## Task prompt
Please show every line in the rows below that contains the string "wire", copying each one in full.

===== Data for this exercise =====

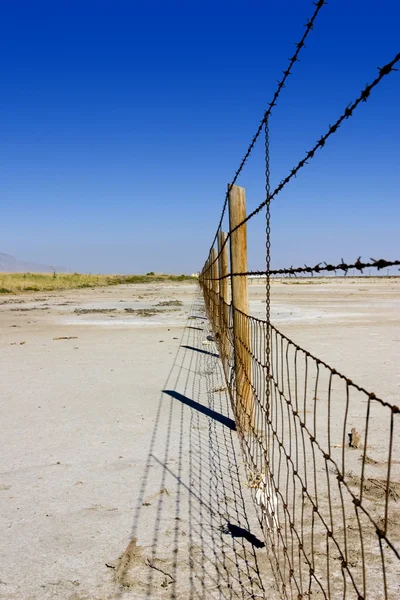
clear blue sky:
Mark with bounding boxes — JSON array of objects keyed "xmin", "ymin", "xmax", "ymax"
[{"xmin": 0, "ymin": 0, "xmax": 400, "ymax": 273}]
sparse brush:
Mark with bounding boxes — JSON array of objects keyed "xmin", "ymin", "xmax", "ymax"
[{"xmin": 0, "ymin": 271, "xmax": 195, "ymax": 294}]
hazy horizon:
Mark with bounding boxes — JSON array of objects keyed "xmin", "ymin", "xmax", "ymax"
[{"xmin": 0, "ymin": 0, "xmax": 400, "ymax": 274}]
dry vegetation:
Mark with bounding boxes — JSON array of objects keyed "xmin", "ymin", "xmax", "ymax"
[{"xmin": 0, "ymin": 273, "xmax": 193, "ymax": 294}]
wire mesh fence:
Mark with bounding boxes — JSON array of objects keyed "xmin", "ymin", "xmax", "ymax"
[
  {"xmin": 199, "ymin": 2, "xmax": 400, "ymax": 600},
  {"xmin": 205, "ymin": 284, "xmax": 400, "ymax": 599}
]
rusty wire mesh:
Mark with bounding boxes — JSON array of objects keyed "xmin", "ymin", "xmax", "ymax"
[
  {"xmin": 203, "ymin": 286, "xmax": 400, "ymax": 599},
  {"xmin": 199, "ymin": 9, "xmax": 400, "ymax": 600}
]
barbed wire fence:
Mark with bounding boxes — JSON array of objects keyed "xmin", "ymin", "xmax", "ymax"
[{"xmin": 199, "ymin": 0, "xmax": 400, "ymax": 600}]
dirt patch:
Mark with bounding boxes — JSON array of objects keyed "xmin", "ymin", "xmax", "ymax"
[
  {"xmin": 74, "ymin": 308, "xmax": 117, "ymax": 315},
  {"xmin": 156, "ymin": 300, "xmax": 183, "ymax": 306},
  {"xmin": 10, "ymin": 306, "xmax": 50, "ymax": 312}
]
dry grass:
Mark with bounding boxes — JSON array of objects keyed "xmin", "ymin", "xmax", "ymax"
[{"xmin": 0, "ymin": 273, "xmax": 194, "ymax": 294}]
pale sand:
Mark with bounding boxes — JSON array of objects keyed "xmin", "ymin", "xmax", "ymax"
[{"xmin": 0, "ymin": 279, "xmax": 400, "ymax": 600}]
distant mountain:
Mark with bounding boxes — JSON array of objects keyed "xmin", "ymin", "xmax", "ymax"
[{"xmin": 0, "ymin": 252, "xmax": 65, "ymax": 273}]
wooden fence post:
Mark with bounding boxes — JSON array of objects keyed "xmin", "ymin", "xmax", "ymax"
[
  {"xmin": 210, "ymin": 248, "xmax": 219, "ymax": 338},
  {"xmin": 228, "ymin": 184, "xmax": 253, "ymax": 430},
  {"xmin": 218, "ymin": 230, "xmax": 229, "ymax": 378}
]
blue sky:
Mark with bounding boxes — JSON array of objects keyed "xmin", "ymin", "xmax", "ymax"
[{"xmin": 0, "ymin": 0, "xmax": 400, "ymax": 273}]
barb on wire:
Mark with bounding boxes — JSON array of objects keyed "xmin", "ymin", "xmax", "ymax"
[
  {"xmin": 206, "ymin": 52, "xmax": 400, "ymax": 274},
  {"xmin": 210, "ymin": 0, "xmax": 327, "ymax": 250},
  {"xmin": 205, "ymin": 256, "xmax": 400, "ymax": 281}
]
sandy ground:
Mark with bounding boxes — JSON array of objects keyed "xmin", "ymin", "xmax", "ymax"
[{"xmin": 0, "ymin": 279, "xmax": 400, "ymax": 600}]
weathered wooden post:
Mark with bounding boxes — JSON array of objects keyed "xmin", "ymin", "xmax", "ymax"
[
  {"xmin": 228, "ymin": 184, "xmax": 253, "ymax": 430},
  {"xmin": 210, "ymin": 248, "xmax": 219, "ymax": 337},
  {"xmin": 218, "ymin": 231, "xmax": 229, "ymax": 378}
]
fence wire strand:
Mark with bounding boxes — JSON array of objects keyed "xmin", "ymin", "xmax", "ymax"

=====
===== Data for this exercise =====

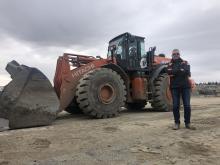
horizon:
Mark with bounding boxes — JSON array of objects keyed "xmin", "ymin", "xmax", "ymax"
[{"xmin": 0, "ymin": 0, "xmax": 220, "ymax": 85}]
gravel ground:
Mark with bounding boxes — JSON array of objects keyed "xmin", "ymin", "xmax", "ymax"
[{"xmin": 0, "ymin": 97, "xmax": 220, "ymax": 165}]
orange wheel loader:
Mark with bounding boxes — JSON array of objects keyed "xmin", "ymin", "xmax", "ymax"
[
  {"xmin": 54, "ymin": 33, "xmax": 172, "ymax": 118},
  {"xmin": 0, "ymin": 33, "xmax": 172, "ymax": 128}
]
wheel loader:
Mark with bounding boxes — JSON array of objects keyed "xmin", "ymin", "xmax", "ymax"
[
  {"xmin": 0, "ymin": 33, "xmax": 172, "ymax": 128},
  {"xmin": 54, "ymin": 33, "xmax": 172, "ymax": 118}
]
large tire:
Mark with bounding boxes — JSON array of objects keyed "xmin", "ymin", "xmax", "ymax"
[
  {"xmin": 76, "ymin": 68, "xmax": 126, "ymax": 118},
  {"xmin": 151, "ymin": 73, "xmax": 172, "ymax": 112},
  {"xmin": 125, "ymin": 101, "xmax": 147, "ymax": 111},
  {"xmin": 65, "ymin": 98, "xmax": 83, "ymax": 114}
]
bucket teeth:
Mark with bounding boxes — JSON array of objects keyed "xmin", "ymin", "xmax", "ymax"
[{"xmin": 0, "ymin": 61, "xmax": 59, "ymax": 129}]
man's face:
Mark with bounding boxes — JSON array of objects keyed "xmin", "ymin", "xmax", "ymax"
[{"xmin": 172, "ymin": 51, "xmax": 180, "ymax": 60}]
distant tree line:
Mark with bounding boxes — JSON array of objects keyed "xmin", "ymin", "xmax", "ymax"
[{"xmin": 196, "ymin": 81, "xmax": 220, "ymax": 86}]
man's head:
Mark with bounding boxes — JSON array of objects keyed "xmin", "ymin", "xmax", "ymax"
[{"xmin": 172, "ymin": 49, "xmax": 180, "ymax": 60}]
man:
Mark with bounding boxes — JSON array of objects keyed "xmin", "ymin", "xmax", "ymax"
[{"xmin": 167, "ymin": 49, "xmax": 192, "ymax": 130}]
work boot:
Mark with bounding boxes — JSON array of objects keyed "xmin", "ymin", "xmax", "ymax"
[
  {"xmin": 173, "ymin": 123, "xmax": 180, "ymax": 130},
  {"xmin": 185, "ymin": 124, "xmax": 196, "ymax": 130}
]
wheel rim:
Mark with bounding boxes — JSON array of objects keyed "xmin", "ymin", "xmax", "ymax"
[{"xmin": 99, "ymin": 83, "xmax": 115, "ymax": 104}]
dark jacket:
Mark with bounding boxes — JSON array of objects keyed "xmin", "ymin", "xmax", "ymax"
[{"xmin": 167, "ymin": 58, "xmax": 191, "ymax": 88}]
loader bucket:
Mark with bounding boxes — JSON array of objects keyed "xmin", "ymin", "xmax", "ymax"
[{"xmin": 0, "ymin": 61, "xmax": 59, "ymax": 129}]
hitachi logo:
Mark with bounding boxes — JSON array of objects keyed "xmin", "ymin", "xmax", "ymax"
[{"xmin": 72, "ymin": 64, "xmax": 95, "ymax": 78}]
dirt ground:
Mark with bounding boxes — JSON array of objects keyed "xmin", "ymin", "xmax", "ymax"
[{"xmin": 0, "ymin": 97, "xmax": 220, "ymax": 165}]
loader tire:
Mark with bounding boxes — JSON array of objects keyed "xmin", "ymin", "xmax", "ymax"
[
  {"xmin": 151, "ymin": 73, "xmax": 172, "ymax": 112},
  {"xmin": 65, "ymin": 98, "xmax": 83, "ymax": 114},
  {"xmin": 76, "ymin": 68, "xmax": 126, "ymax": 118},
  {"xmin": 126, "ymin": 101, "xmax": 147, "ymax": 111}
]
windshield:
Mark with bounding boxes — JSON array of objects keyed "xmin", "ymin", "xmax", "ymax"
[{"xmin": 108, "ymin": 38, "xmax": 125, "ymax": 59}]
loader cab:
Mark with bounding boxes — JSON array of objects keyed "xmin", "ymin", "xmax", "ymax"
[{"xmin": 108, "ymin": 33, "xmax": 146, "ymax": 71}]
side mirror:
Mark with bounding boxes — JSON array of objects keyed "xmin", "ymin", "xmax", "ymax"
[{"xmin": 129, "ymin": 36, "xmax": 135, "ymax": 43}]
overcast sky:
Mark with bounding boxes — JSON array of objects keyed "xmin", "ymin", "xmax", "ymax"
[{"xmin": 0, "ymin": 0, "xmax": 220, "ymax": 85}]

=====

## Response for this exercise
wire mesh fence:
rusty wire mesh:
barbed wire fence:
barb on wire:
fence wire strand:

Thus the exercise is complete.